[Begin Dataset entries]

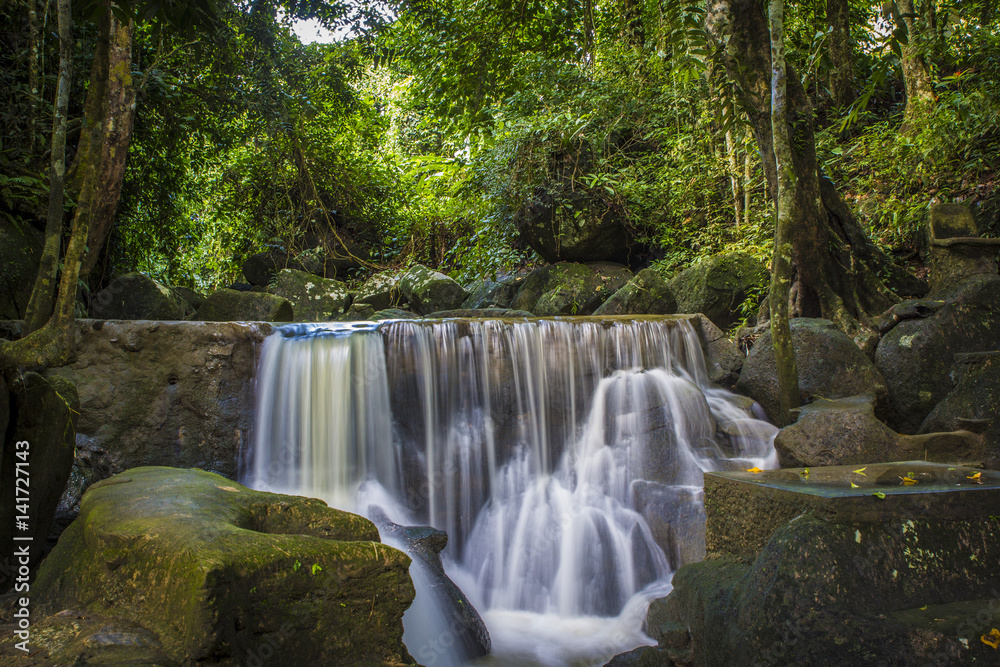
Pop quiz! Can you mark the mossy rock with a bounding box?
[195,289,294,322]
[0,221,44,320]
[268,269,350,322]
[399,264,469,315]
[510,262,632,317]
[594,269,677,315]
[736,317,889,422]
[32,467,414,665]
[669,253,769,329]
[90,273,194,320]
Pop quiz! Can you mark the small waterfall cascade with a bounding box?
[241,317,776,665]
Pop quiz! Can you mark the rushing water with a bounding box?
[243,318,776,665]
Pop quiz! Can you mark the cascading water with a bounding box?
[242,318,776,665]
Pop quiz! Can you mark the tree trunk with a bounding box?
[895,0,934,133]
[707,0,905,334]
[24,0,73,335]
[826,0,857,109]
[79,11,135,278]
[768,0,806,426]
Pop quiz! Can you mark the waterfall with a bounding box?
[241,317,776,664]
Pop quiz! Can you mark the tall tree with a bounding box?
[768,0,808,425]
[706,0,907,333]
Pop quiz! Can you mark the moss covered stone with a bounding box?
[269,269,350,322]
[90,273,194,320]
[195,289,294,322]
[669,253,769,329]
[33,467,414,665]
[594,269,677,315]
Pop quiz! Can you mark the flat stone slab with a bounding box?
[705,461,1000,559]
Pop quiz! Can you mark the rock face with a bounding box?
[647,463,1000,667]
[368,506,492,664]
[594,269,677,315]
[32,467,413,665]
[0,372,80,590]
[669,253,768,329]
[90,273,194,320]
[270,269,350,322]
[195,289,294,322]
[510,262,632,317]
[875,275,1000,433]
[0,221,44,320]
[514,189,634,264]
[920,351,1000,470]
[51,320,271,477]
[399,264,468,315]
[736,318,892,421]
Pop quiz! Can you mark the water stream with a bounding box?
[241,318,776,665]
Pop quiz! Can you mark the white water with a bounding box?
[243,319,776,665]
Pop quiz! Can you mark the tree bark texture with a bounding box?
[768,0,807,426]
[24,0,73,334]
[826,0,857,108]
[707,0,906,333]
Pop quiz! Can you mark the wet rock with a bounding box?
[669,253,769,329]
[90,273,194,320]
[32,468,413,664]
[462,276,524,309]
[195,289,294,322]
[875,275,1000,433]
[0,220,44,320]
[594,269,677,315]
[399,264,468,314]
[269,269,350,322]
[354,273,404,311]
[736,318,892,421]
[50,320,271,483]
[368,506,491,660]
[0,372,80,591]
[511,262,632,317]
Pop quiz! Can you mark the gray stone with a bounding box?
[736,318,892,421]
[90,273,194,320]
[875,275,1000,433]
[268,269,350,322]
[0,220,44,320]
[399,264,468,314]
[594,269,677,315]
[669,253,769,329]
[195,289,294,322]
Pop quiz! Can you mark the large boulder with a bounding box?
[32,467,414,665]
[354,273,403,311]
[669,253,768,329]
[0,222,44,320]
[594,269,677,315]
[0,372,80,591]
[90,273,194,320]
[269,269,350,322]
[49,320,272,480]
[736,318,888,421]
[195,289,294,322]
[462,276,524,309]
[399,264,469,315]
[510,262,632,317]
[920,351,1000,470]
[875,275,1000,433]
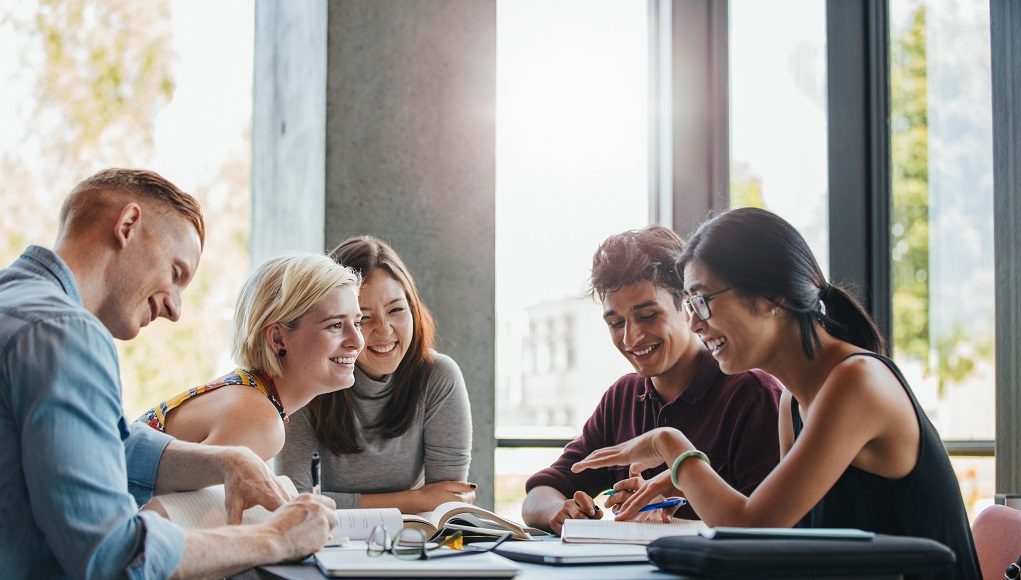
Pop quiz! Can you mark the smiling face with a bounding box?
[684,260,783,375]
[95,209,202,340]
[602,282,698,382]
[270,286,364,394]
[358,270,415,380]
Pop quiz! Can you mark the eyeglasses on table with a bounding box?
[366,526,512,560]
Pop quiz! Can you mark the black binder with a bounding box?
[648,534,956,578]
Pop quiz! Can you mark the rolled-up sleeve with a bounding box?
[120,417,174,505]
[7,316,184,578]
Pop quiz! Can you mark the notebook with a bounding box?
[315,548,521,578]
[467,541,648,566]
[561,518,707,545]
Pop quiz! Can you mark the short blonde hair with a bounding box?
[59,167,205,245]
[232,253,361,377]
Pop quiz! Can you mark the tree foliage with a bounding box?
[890,4,929,371]
[0,0,249,418]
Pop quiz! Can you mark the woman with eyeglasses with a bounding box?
[573,208,979,578]
[276,236,475,513]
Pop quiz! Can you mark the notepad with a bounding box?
[561,518,707,545]
[315,549,521,578]
[465,541,648,566]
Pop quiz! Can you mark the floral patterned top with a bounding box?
[137,369,287,432]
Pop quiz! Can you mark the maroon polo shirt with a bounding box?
[525,351,780,517]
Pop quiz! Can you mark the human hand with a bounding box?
[571,427,691,473]
[614,470,677,522]
[264,493,340,562]
[549,491,602,535]
[411,481,476,512]
[218,447,291,525]
[604,464,676,522]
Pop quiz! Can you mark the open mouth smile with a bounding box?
[367,341,397,354]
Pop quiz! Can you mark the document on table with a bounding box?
[561,519,707,544]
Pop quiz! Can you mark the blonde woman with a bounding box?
[139,253,364,460]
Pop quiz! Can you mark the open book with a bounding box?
[153,476,403,541]
[404,501,547,540]
[561,518,708,544]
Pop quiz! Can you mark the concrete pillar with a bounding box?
[252,0,496,508]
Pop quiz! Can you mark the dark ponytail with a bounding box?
[677,207,886,358]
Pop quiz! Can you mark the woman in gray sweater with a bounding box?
[276,236,475,513]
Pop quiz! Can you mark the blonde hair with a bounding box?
[232,253,361,377]
[59,167,205,245]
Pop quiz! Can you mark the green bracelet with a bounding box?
[670,449,713,489]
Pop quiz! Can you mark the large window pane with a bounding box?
[496,0,648,517]
[730,0,829,273]
[890,0,995,514]
[0,0,254,418]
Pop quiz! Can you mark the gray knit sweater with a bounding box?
[275,353,472,509]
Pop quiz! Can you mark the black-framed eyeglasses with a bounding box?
[681,286,734,321]
[366,526,512,560]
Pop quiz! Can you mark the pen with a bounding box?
[312,451,323,495]
[638,497,688,514]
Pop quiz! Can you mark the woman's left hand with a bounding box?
[605,465,677,522]
[614,470,677,522]
[571,427,691,473]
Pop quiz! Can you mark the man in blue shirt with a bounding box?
[0,170,337,578]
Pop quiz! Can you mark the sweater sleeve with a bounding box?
[525,387,616,497]
[423,354,472,483]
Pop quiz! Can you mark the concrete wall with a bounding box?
[249,0,327,265]
[252,0,496,508]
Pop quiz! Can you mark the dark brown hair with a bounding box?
[677,207,886,358]
[59,167,205,245]
[308,236,436,453]
[589,226,684,308]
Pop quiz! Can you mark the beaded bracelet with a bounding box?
[670,449,712,489]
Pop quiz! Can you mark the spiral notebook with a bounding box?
[315,548,521,578]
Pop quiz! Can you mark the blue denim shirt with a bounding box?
[0,246,184,578]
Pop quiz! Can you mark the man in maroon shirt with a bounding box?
[522,226,780,534]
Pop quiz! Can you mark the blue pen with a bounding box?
[638,497,688,514]
[311,451,323,495]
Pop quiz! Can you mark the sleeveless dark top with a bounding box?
[790,352,979,579]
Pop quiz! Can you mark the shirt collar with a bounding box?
[18,245,82,304]
[638,350,723,404]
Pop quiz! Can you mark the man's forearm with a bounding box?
[173,526,283,578]
[155,440,243,494]
[521,485,568,530]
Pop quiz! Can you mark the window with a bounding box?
[729,0,829,273]
[496,0,648,519]
[890,0,995,513]
[0,0,254,419]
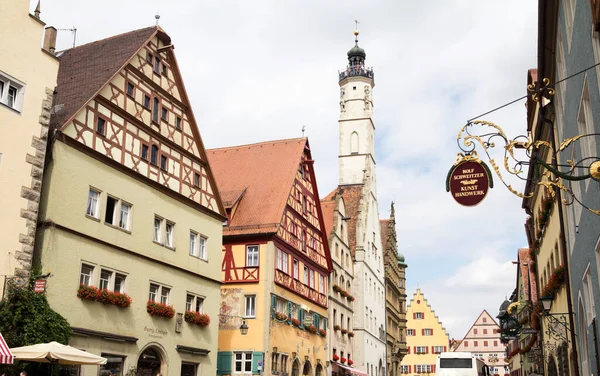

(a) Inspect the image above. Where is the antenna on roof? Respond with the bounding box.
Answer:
[57,26,77,48]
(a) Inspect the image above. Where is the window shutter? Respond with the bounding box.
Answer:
[217,351,233,375]
[252,351,264,375]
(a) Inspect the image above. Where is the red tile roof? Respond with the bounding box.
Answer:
[206,138,307,236]
[519,248,538,303]
[322,184,363,258]
[321,198,336,238]
[52,26,159,127]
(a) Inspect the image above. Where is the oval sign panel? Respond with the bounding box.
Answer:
[446,161,493,206]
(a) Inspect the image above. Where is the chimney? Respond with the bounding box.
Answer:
[43,26,56,54]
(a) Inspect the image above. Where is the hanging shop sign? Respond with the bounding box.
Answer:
[446,158,494,206]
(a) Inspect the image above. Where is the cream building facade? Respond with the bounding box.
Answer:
[0,0,58,298]
[400,289,449,375]
[452,310,510,376]
[321,195,360,376]
[35,27,226,376]
[328,31,387,376]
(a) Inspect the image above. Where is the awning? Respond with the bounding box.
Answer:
[0,333,14,364]
[334,363,367,376]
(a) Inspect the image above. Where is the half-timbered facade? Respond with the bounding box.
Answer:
[36,27,226,376]
[208,138,332,375]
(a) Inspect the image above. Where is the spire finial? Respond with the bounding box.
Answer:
[33,0,41,18]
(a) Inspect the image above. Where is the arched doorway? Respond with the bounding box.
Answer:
[315,364,323,376]
[137,347,163,376]
[292,358,300,376]
[302,360,312,376]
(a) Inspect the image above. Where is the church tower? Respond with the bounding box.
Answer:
[339,30,375,185]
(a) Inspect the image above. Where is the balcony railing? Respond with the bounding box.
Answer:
[338,65,375,81]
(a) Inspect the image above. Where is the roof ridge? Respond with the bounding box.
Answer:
[58,26,158,54]
[206,137,308,152]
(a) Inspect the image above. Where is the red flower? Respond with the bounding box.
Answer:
[184,311,210,326]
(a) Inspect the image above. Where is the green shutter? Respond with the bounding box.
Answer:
[217,351,233,375]
[252,351,265,375]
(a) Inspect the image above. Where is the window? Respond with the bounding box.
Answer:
[79,264,94,286]
[190,231,208,260]
[246,245,258,267]
[277,248,289,274]
[153,217,163,243]
[185,294,204,313]
[165,222,175,248]
[244,295,256,317]
[104,196,131,230]
[98,269,112,290]
[127,82,135,98]
[85,188,100,218]
[150,145,158,166]
[0,73,25,112]
[114,273,127,293]
[96,117,106,136]
[154,56,160,74]
[233,352,252,373]
[152,97,160,123]
[293,259,300,279]
[160,155,169,171]
[160,286,171,304]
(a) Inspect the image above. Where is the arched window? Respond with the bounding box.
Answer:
[150,145,158,165]
[350,132,358,154]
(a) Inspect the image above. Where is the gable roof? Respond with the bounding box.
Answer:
[52,26,158,127]
[206,138,308,236]
[322,184,363,254]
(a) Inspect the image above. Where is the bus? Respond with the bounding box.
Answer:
[435,352,490,376]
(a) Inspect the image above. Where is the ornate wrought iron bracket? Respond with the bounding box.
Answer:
[457,78,600,215]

[End Dataset entries]

**Your objective**
Copy the lines of the data above word for word, starting at the line that contains "Pop quiz! Can you mark the dark brown" and stopping after the line that contains "[522,226,780,534]".

**Answer to this problem**
Pop quiz! Can you mark the dark brown hair with a bounding box?
[677,207,886,358]
[59,167,205,245]
[308,236,436,453]
[589,226,684,308]
Pop quiz! Can you mark the beaded bracelet with a bounding box?
[670,449,712,489]
Pop quiz! Can you mark the spiral notebook with a bounding box?
[315,548,521,578]
Pop quiz! Can you mark the blue denim shirt with a bounding box?
[0,246,184,578]
Pop quiz! Can you mark the man in maroon shirt with a bounding box?
[522,226,780,534]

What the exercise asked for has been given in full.